Work to complete: Please retype every record exactly as it appears, omitting the pictures.

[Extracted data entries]
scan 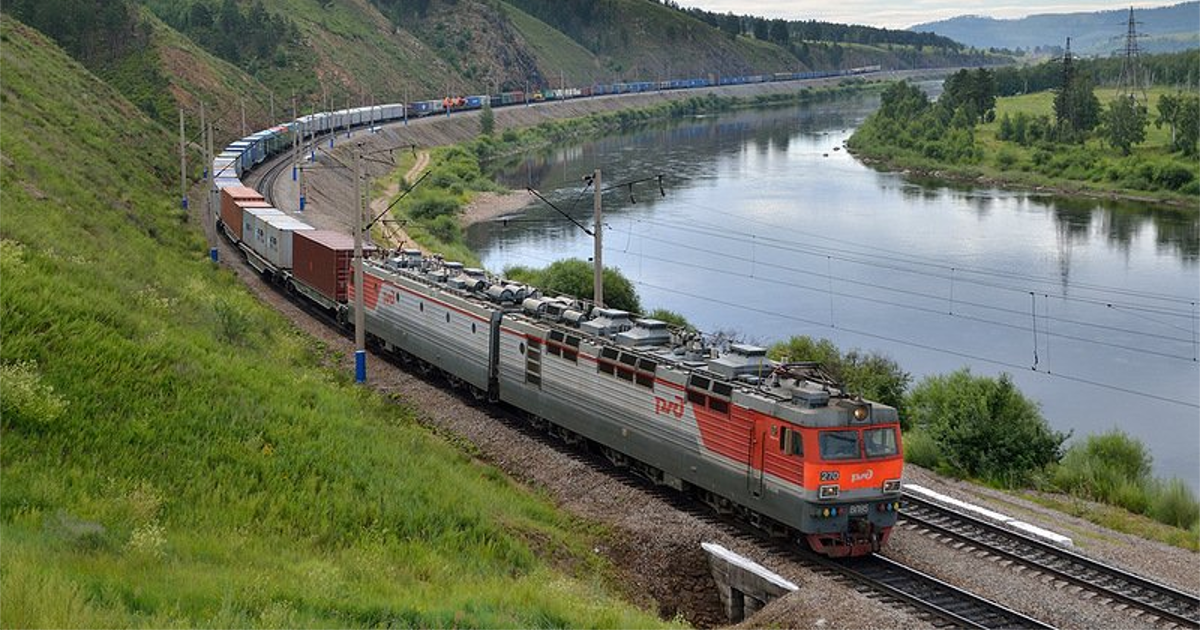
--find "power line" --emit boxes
[488,249,1198,409]
[634,279,1199,410]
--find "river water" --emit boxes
[466,91,1200,488]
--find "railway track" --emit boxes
[491,418,1056,629]
[900,492,1200,628]
[808,552,1053,629]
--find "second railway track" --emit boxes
[900,492,1200,628]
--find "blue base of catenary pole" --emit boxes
[292,165,297,181]
[209,247,218,262]
[355,350,367,383]
[182,197,188,210]
[299,196,306,211]
[329,137,334,149]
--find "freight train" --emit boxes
[209,67,903,557]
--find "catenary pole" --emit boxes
[354,143,367,383]
[593,168,603,309]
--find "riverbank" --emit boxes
[848,87,1200,209]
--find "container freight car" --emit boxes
[219,186,266,241]
[290,230,375,311]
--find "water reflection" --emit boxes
[470,97,1200,489]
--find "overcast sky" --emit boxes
[673,1,1175,29]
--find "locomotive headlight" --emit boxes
[818,484,839,499]
[852,404,871,422]
[883,479,902,493]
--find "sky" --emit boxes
[672,1,1178,29]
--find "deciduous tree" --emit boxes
[1102,95,1148,155]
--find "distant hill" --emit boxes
[2,0,1001,144]
[910,2,1200,56]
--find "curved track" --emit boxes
[901,493,1200,628]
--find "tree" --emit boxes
[504,259,642,314]
[479,100,494,136]
[1176,94,1200,157]
[905,369,1068,486]
[752,17,769,41]
[1102,95,1148,155]
[1053,50,1100,142]
[719,12,740,38]
[1156,93,1180,149]
[768,19,789,46]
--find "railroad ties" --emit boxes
[900,491,1200,629]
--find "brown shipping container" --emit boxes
[219,186,265,241]
[292,230,375,304]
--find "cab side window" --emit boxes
[778,426,803,456]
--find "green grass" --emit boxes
[854,85,1200,205]
[500,3,600,86]
[0,16,674,628]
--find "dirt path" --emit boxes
[367,150,430,251]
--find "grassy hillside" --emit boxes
[500,2,601,86]
[0,15,669,628]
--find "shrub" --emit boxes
[905,369,1067,487]
[995,147,1018,169]
[1150,479,1200,530]
[409,194,460,220]
[426,215,461,244]
[1153,163,1195,191]
[1052,430,1155,512]
[903,429,941,469]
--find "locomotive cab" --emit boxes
[763,364,904,557]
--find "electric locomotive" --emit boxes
[351,253,903,557]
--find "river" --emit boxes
[466,90,1200,489]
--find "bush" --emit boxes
[409,194,460,220]
[426,215,460,244]
[905,369,1067,487]
[1151,479,1200,530]
[902,429,941,469]
[1052,430,1155,512]
[995,147,1018,169]
[1153,163,1195,191]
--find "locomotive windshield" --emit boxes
[864,427,899,458]
[819,430,860,460]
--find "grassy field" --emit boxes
[851,84,1200,205]
[0,16,673,628]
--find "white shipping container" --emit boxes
[243,207,286,260]
[260,215,314,270]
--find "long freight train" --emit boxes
[210,68,903,557]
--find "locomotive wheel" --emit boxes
[468,385,487,402]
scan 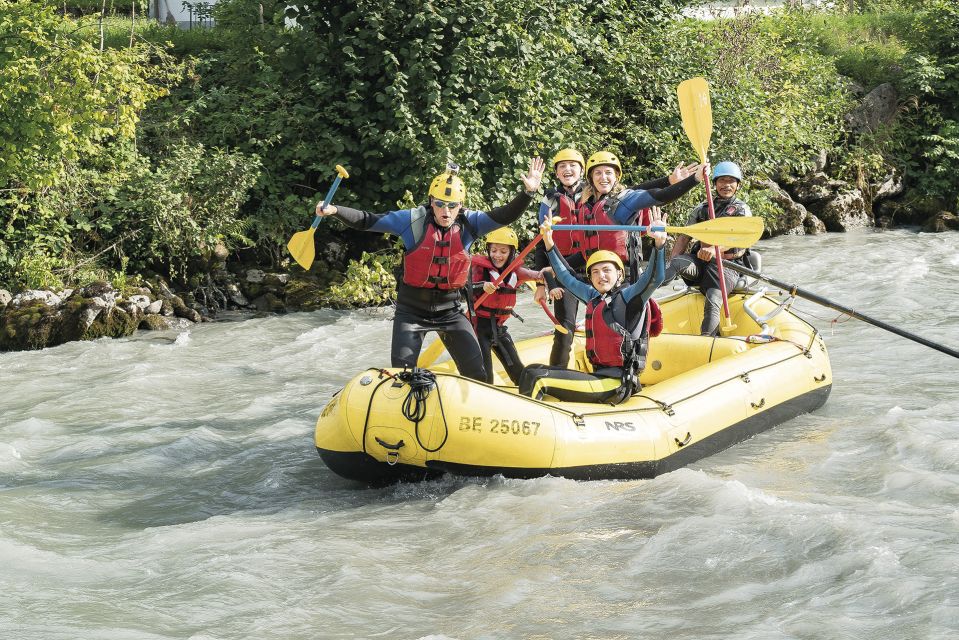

Result:
scan 
--find "power line" --emit boxes
[488,249,1198,409]
[634,279,1199,410]
--find "river water" --emit boxes
[466,91,1200,488]
--find "railway track" --emit boxes
[491,418,1056,629]
[900,492,1200,628]
[808,552,1053,629]
--find "second railway track" --emit boxes
[900,492,1200,628]
--find "blue base of catenary pole" --emit boxes
[292,165,297,181]
[209,247,218,262]
[355,350,367,383]
[182,197,188,210]
[299,196,306,211]
[329,137,334,149]
--find "freight train" --emit boxes
[209,67,903,557]
--find "catenary pole" --emit boxes
[354,143,367,383]
[593,168,603,309]
--find "riverbank" --emit boxes
[848,87,1200,209]
--find "container freight car" --emit boxes
[219,186,266,241]
[290,230,375,311]
--find "water reflection" --emit boxes
[470,97,1200,489]
--find "overcast sky" --emit boxes
[673,1,1175,29]
--find "locomotive headlight" --emit boxes
[818,484,839,499]
[852,404,871,422]
[883,479,902,493]
--find "sky" --emit boxes
[672,1,1178,29]
--find "deciduous tree" --emit boxes
[1102,95,1148,155]
--find "distant hill" --emit boxes
[2,0,1001,144]
[910,2,1200,56]
--find "curved track" --emit boxes
[901,493,1200,628]
--find "tree" --emit boxes
[504,259,642,314]
[479,100,494,136]
[1176,94,1200,157]
[905,369,1068,486]
[752,17,769,41]
[1102,95,1148,155]
[1053,50,1100,142]
[719,12,740,38]
[1156,93,1180,149]
[768,19,789,46]
--find "railroad ties" --emit boxes
[900,491,1200,629]
--find "brown shipping container" --emit boxes
[219,186,265,241]
[292,230,375,304]
--find "cab side window" --emit boxes
[778,426,803,456]
--find "green grass" --emit boxes
[854,85,1200,205]
[500,3,600,86]
[0,16,674,628]
--find "dirt path" --emit boxes
[367,150,430,251]
--find "grassy hillside" --emit boxes
[500,2,601,86]
[0,15,669,628]
--find "shrub" --emit boxes
[905,369,1067,487]
[995,147,1018,169]
[1150,479,1200,530]
[409,194,460,220]
[426,215,461,244]
[1153,163,1195,191]
[1052,430,1155,512]
[903,429,941,469]
--find "locomotive cab" --emit boxes
[763,364,904,557]
--find "electric locomotive" --emit boxes
[351,253,903,557]
--find "river" --emit boxes
[466,90,1200,489]
--find "bush" --emit boxes
[409,194,460,220]
[426,215,460,244]
[905,369,1067,487]
[1151,479,1200,530]
[902,429,941,469]
[1052,430,1155,512]
[995,147,1018,169]
[1153,163,1195,191]
--find "locomotive windshield" --emit boxes
[864,427,899,458]
[819,430,860,460]
--find "grassy field" --emit boxes
[851,84,1200,205]
[0,16,673,628]
--find "white shipping container" --emit boxes
[243,207,286,260]
[260,215,314,270]
--find "long freight train" --emit boxes
[210,68,903,557]
--find "locomotive wheel" --emit boxes
[468,385,487,402]
scan 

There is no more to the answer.